EXERCISE GOAL >> An exact copy of every entry is needed here; the images stay out.
- Opening Delimiter -
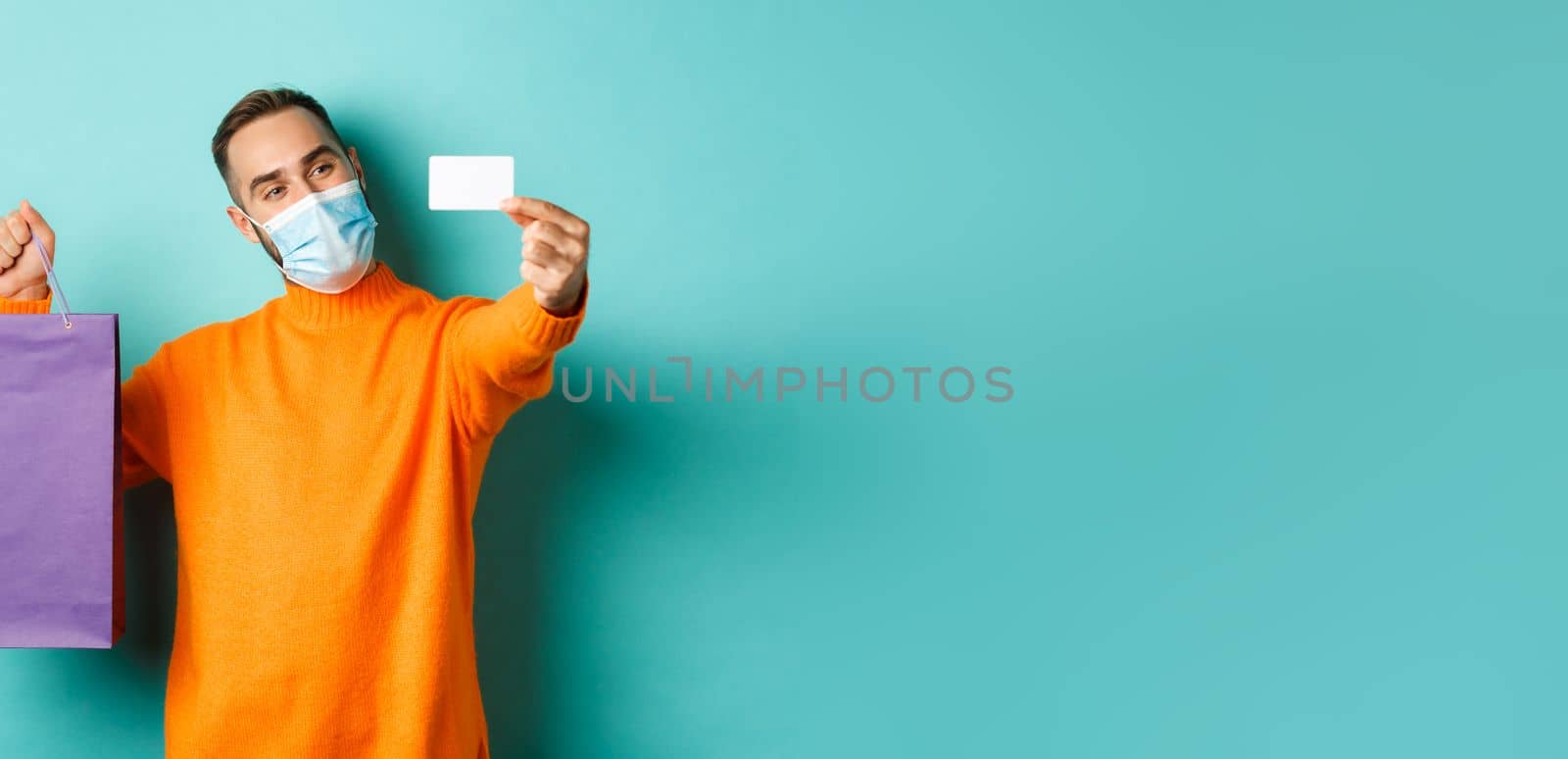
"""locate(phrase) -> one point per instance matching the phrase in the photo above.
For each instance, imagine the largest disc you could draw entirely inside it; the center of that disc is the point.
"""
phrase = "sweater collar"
(368, 295)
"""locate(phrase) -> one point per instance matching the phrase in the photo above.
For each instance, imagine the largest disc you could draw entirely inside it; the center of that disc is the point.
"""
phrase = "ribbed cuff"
(13, 306)
(541, 329)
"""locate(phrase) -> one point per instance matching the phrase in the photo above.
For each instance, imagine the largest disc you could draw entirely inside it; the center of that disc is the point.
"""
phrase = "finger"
(545, 281)
(8, 243)
(18, 228)
(556, 235)
(545, 254)
(529, 209)
(39, 227)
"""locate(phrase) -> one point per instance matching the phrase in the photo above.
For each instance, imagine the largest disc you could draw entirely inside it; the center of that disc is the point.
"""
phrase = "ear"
(242, 225)
(353, 157)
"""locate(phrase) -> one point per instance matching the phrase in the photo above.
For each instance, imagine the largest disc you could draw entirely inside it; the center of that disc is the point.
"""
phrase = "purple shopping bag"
(62, 581)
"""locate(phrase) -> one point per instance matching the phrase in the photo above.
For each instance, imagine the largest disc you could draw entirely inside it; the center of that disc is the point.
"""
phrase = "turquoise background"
(1282, 287)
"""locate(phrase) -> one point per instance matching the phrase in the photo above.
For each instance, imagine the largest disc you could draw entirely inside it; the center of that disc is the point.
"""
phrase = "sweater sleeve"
(15, 306)
(502, 355)
(143, 422)
(141, 429)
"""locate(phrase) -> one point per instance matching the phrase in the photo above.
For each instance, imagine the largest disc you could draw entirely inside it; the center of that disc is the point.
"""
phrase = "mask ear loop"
(54, 281)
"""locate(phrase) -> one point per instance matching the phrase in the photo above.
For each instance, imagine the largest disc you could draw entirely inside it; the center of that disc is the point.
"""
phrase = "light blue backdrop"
(1282, 287)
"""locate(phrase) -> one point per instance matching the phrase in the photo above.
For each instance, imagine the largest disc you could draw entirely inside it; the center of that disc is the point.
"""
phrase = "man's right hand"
(21, 270)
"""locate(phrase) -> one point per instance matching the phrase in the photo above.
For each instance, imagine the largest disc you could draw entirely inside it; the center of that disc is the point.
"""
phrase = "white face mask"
(325, 238)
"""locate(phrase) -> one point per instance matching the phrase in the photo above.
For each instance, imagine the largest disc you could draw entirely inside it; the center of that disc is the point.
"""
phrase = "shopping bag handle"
(54, 281)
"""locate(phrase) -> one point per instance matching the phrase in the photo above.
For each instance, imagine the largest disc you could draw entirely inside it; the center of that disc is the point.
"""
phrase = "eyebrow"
(273, 175)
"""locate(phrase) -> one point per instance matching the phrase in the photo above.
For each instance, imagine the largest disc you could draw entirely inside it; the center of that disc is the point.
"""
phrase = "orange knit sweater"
(325, 455)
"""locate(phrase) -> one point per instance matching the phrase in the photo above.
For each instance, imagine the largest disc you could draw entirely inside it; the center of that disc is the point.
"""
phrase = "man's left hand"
(554, 253)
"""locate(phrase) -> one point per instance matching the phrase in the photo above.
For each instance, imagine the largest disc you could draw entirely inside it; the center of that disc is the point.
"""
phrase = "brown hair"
(255, 105)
- Closing Delimiter -
ANSWER BOX >>
"""locate(phrase) -> one point per instance matching the phrase in the photo above.
For each instance, imagine the largest disc you could draw entirely inside it; the center of that disc is the point.
"""
phrase = "sweater collar"
(368, 295)
"""locate(phrase) -> one point per instance matching the phrase in the photo above.
For each instance, imagine the largest disc you could draw entirely inside it; the center of that disc is the point.
"""
phrase = "ribbed cuff"
(13, 306)
(541, 329)
"""locate(phrase) -> one point per instance matching the phrase in the photo above.
For each instance, imagine the largest disc you could draw entirely inside it; the center of that disc is the point.
"""
phrase = "finger"
(545, 281)
(8, 243)
(18, 228)
(556, 235)
(545, 254)
(529, 209)
(39, 227)
"""locate(phrase) -> one point per instance matching the phrase in the photo above.
For each instance, imagine the largest disc you could draw entirely inside it; the center of that disc is the point.
"""
phrase = "ear"
(242, 225)
(353, 157)
"""locate(phrase) -> one point per instance matching the phrase in the photo above.
For each instance, imagine the largest disc you could draw entirely inside it; the center of that disc is the point.
"""
phrase = "purple shopping bag"
(62, 581)
"""locate(phrase) -> one point per instance matching the phrase in the photo above.
For each instance, imagine the largest disc you could draw entirely inside it; the center of that disc is the point.
"""
phrase = "turquoise background"
(1282, 287)
"""locate(phrase) -> one point per instance matching the phrase in the photo above.
For each instance, imagine the largest disc you could draw entirely inside it; the center of that disc is the point.
"""
phrase = "sweater sleeve"
(15, 306)
(502, 355)
(143, 422)
(141, 429)
"""locate(phrase) -> one point per instance matching the phrase in the photo above.
For each instance, imagine the largest disc you could draw entirely inside it; the center of that disc is the point.
"""
phrase = "mask ear loop"
(54, 281)
"""locate(phrase) -> one point per instance matching the phrase in the photo above.
For each instance, imagine the largest disc you could draw entirely inside it; the center of that disc is the point.
"""
phrase = "light blue backdrop"
(1282, 287)
"""locate(phrase) -> one point per instance matching the phrase in the photo above.
For each instance, imagine the largest disc you could draw entirely inside it; the center of that disc is the point.
"""
phrase = "man's right hand"
(21, 270)
"""locate(phrase) -> one point per instance matching the phrase in the photo above.
For each instance, imagine the largest disc you could draw entirely inside it; the center of that disc is the point.
"""
phrase = "white face mask"
(325, 238)
"""locate(phrase) -> one point per instance matching the phrase in the photo above.
For each instance, imagine the largest disc you could draw entirely inside it; the center of that disc is the point.
"""
phrase = "shopping bag handle"
(54, 281)
"""locate(phrase) -> one point per instance matching the phrase in the photo above.
For each instance, imagine the largest disc you could draw entirely inside it; the center of that disc is the point.
"""
phrase = "eyebrow"
(273, 175)
"""locate(phrase) -> one point per instance matching the phrase in the photo above.
For each instance, imagine the largest disc you could draw entirely inside it; the center of that disc is the point.
"""
phrase = "orange knit sweater"
(325, 455)
"""locate(phrase) -> one point per instance matching the phrase in the photo above.
For each instance, imagine the largest disc you could draw entirely inside it; the center of that disc is the point.
"""
phrase = "man's left hand"
(554, 253)
"""locate(phrase) -> one point per instance matching the phrase in the photo above.
For each instance, imagine the largest disc you could draw entirely inside it; the center of that disc is the point.
"""
phrase = "brown hair"
(255, 105)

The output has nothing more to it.